Segment Open

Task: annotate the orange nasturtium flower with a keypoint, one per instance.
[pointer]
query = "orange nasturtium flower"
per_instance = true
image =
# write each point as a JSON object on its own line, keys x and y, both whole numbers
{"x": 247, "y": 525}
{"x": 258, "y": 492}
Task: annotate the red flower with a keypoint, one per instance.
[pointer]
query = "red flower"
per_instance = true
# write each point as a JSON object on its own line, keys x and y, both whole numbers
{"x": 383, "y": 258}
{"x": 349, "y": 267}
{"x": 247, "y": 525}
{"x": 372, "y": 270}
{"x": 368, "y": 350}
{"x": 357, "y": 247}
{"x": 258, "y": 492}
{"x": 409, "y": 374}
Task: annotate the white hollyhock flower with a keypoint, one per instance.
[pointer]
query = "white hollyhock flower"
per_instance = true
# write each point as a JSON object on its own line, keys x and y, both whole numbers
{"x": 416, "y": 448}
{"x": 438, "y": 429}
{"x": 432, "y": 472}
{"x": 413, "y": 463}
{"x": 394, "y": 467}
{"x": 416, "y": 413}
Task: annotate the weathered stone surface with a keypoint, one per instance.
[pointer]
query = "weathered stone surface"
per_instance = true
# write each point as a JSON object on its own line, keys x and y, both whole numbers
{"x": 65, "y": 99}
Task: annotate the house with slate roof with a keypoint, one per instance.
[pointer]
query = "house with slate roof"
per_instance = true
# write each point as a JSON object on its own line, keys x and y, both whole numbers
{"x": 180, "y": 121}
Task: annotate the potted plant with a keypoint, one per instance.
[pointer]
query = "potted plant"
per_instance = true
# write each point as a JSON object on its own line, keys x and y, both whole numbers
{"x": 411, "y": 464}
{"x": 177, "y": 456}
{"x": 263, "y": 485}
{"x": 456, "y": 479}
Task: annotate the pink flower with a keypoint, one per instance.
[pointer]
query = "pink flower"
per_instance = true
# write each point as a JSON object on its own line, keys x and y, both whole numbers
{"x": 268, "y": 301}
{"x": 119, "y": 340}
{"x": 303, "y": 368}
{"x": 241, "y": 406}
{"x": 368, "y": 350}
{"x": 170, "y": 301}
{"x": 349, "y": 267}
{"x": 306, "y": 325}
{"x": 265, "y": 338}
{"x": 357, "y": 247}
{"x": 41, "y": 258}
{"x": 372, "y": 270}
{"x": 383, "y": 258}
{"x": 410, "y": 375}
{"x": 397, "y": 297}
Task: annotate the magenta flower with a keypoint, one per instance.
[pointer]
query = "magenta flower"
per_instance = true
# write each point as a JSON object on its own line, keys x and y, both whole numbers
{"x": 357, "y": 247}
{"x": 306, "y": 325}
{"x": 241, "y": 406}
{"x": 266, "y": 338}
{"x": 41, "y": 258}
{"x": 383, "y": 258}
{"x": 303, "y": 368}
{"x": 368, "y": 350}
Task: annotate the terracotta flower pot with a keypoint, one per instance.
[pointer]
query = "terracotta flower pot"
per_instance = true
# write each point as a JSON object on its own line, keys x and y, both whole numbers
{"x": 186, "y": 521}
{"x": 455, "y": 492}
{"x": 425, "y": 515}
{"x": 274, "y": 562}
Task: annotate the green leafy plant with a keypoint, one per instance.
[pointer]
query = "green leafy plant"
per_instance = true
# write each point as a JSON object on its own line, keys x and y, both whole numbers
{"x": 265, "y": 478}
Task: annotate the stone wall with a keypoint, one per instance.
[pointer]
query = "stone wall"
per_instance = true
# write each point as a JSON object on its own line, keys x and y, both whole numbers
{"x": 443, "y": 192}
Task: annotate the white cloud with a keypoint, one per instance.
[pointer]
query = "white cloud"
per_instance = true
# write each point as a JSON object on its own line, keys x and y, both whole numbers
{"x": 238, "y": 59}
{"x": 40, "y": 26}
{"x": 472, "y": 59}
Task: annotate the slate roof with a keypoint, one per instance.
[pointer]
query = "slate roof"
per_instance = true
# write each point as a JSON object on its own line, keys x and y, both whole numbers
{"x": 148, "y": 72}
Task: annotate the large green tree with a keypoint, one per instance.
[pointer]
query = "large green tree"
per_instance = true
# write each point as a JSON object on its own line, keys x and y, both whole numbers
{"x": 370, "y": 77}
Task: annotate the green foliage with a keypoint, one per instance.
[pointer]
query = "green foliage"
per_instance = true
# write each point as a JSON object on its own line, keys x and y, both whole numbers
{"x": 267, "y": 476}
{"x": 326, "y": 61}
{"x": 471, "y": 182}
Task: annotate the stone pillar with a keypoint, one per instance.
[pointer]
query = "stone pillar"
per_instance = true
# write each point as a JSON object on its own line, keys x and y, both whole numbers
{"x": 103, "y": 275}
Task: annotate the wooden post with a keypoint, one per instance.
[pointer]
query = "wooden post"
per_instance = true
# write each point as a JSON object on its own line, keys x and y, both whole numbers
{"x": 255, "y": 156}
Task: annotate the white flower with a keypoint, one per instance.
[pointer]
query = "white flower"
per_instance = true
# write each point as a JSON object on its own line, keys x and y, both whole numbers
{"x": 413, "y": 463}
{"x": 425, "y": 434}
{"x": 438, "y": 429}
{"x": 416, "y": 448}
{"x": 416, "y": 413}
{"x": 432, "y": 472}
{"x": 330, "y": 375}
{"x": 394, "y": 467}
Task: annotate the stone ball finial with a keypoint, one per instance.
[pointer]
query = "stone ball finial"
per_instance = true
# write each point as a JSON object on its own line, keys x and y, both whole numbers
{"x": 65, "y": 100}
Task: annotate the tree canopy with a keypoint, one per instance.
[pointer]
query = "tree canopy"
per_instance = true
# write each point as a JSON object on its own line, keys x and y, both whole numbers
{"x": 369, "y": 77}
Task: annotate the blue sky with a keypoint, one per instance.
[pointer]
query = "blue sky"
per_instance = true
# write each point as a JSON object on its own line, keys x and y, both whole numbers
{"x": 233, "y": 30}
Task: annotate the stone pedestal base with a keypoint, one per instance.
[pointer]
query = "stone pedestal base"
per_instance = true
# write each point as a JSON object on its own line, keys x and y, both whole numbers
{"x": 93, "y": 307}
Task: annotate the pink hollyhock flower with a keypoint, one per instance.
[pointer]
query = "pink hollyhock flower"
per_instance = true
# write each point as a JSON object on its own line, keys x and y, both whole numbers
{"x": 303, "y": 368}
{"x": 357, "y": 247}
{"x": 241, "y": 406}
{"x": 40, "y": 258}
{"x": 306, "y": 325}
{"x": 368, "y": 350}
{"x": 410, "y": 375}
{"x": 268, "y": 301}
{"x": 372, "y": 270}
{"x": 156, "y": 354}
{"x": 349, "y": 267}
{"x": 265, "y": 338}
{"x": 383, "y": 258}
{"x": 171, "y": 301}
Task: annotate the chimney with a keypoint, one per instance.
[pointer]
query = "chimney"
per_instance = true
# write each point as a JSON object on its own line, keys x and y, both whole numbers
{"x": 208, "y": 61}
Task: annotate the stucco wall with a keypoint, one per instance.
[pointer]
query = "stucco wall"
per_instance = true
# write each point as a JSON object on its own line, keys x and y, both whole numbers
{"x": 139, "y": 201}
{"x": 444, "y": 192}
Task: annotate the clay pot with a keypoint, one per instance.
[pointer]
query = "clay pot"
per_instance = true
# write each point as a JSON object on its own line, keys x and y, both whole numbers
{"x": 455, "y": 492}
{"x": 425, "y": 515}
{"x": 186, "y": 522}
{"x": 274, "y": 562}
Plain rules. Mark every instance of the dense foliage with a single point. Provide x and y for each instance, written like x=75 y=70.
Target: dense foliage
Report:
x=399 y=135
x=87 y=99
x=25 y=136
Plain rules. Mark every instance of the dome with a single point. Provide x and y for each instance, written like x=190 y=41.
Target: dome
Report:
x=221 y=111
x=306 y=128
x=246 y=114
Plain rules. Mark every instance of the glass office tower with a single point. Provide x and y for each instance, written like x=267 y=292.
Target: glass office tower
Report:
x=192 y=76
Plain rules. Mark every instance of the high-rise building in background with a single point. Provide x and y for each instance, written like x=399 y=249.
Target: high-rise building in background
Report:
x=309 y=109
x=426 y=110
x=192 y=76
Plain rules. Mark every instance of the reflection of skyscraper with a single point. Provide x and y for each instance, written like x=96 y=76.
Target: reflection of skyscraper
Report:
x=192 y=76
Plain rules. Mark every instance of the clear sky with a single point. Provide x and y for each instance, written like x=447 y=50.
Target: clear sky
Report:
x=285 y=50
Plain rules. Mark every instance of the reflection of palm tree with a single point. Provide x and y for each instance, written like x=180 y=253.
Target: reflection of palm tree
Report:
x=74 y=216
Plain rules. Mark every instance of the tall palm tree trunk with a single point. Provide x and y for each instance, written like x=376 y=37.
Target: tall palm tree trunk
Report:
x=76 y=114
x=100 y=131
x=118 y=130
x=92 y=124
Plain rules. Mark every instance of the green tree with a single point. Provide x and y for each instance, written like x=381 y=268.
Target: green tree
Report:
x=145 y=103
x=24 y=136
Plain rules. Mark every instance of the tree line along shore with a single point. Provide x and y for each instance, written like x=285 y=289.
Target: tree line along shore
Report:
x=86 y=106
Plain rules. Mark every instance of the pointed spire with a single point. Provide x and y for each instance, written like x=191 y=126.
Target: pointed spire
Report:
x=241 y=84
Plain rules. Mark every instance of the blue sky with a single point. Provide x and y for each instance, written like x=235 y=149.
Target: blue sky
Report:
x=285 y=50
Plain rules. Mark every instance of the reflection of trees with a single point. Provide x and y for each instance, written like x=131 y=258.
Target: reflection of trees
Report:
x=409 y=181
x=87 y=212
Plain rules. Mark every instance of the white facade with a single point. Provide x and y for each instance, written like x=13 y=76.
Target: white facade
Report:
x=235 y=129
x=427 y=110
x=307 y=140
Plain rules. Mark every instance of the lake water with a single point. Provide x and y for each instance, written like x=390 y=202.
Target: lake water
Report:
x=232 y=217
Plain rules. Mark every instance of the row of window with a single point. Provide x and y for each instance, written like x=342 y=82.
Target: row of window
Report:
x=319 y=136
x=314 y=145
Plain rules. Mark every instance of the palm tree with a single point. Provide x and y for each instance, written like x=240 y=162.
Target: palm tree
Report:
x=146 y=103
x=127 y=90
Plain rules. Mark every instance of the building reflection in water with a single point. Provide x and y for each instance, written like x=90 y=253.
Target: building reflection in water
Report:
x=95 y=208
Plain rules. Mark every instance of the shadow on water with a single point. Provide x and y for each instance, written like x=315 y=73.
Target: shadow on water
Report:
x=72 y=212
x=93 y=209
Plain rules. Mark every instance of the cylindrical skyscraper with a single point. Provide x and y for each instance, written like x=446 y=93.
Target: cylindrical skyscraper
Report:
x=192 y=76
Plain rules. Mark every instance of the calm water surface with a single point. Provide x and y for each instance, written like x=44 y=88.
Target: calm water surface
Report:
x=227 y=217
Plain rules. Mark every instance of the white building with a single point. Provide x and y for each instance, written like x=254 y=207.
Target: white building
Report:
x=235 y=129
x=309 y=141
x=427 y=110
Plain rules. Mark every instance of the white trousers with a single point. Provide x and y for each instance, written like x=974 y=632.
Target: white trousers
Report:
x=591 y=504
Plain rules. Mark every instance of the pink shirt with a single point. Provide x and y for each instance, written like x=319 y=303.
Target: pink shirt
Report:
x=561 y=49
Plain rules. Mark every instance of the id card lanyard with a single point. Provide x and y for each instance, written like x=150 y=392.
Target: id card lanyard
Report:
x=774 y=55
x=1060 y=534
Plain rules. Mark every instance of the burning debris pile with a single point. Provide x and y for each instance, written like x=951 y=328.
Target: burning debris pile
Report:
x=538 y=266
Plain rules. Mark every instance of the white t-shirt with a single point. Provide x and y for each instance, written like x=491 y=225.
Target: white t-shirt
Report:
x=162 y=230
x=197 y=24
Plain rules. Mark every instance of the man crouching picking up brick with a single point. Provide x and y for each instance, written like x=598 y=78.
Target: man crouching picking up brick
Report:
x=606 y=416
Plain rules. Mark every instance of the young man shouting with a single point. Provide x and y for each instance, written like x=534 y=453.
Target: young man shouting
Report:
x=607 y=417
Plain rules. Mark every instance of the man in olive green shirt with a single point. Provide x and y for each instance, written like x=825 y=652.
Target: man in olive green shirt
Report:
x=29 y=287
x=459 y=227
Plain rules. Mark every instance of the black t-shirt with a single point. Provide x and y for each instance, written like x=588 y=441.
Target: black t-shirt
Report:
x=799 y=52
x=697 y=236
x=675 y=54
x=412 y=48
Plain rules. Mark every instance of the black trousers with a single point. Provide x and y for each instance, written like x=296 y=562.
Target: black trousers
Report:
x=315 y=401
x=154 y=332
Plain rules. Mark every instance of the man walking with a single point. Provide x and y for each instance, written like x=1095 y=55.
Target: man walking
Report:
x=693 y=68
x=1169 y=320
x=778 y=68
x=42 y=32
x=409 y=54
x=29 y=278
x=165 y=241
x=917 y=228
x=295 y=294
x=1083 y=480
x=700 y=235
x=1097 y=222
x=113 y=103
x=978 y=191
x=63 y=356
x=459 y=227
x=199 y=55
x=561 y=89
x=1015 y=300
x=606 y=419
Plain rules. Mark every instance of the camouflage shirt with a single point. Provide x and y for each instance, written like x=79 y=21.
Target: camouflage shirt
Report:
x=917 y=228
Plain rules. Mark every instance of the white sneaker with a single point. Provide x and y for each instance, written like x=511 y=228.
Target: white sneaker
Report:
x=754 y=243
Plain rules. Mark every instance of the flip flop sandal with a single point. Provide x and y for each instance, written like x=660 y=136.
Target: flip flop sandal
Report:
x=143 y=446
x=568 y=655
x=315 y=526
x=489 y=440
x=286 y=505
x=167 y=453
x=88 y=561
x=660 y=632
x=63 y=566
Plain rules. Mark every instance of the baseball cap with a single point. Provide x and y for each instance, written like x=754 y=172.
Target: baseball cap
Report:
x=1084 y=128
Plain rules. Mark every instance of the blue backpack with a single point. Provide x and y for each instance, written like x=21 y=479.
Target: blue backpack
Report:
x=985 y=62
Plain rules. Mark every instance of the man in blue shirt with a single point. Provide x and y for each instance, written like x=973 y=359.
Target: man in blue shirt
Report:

Segment Closed

(WHAT IS BEING ASKED): Read through the entries and copy each line in which "sandal" appears.

(EXERCISE RESPONSE):
Plain rules. Mark every instance of the flip flop sandal with a single point. Provide x and y for each instance, written like x=660 y=136.
Target: flip flop sandal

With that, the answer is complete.